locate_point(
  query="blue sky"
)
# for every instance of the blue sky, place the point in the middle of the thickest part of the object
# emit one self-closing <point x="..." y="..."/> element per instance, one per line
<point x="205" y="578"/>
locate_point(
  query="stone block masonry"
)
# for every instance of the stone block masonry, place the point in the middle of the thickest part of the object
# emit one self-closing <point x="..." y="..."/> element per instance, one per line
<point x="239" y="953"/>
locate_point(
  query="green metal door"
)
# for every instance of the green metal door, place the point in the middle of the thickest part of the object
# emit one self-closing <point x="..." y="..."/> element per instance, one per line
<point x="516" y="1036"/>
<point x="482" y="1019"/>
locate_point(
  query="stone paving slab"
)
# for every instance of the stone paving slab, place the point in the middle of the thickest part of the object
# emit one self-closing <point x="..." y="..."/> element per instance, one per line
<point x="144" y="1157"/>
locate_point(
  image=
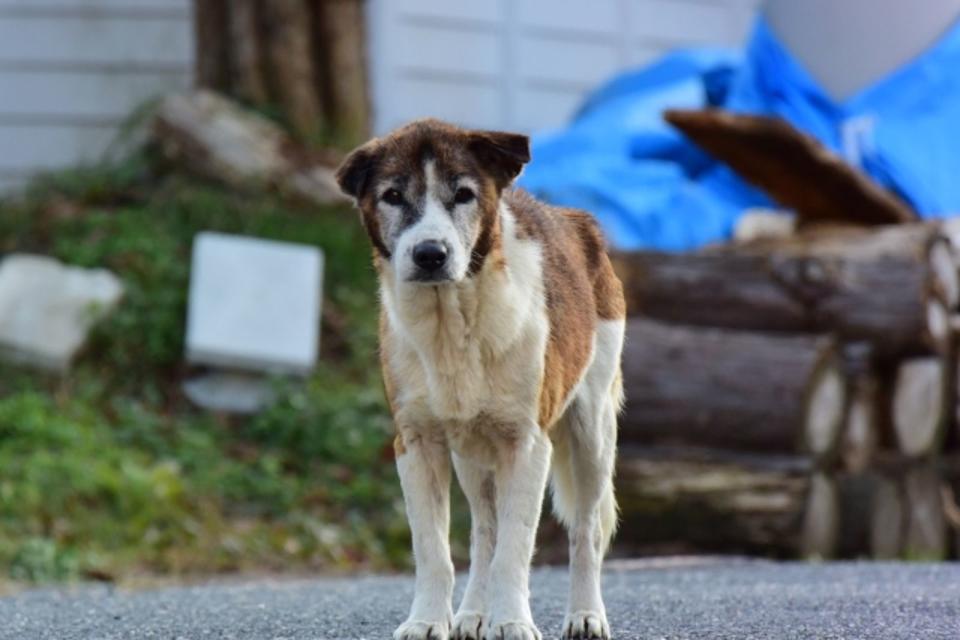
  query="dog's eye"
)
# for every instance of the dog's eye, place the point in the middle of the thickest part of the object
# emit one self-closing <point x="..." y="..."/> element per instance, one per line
<point x="463" y="196"/>
<point x="392" y="197"/>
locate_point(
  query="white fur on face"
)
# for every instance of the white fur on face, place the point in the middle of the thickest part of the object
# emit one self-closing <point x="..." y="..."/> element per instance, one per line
<point x="456" y="229"/>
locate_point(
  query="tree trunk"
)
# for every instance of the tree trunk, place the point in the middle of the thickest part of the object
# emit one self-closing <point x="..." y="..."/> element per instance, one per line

**WHAT YOU NEED TO DO**.
Write the listing out a second time exactly, dropping all images.

**SOLUTION FOR THIS PROBLEM**.
locate_point(
  query="blue sky"
)
# for every instance of the blue sky, place the point in the middle of the thickest part of the object
# emit one self-closing <point x="..." y="..."/> element per instance, one per line
<point x="205" y="578"/>
locate_point(
  query="stone block masonry"
)
# for every instance of the stone block masonry, place the point in the middle of the thickest part of the object
# emit one self-closing <point x="..." y="..."/> element per instance, one per line
<point x="239" y="953"/>
locate_point(
  query="green metal door"
)
# for every instance of the green metal door, place the point in the middle of the thickest part of the object
# emit one self-closing <point x="..." y="..."/> element per instance, one per line
<point x="516" y="1036"/>
<point x="482" y="1019"/>
locate_point(
  query="stone paving slab"
)
# for every instance of the stone paving slab, place the point in the middle of the thickest part of the object
# emit one self-closing <point x="..." y="..."/> element per instance, one per line
<point x="144" y="1157"/>
locate_point(
  image=
  query="dog's eye"
)
# for every instance of the dog's eye, place the point in the middle of the thickest part of the object
# emit one self-closing <point x="..." y="..."/> element per instance, one per line
<point x="463" y="196"/>
<point x="392" y="197"/>
locate_point(
  query="white fur on face"
)
# for every instance of the white fur on face, place the point in the middle of the thickest part of the object
# emit one self-closing <point x="..." y="..."/> element per instance, one per line
<point x="456" y="229"/>
locate_point(
  query="tree trunk"
)
# for every instance of the tree trunk, place the point in the middle of the thickest part of the object
# emit one self-closing <point x="..." y="..."/> element per instance, one per line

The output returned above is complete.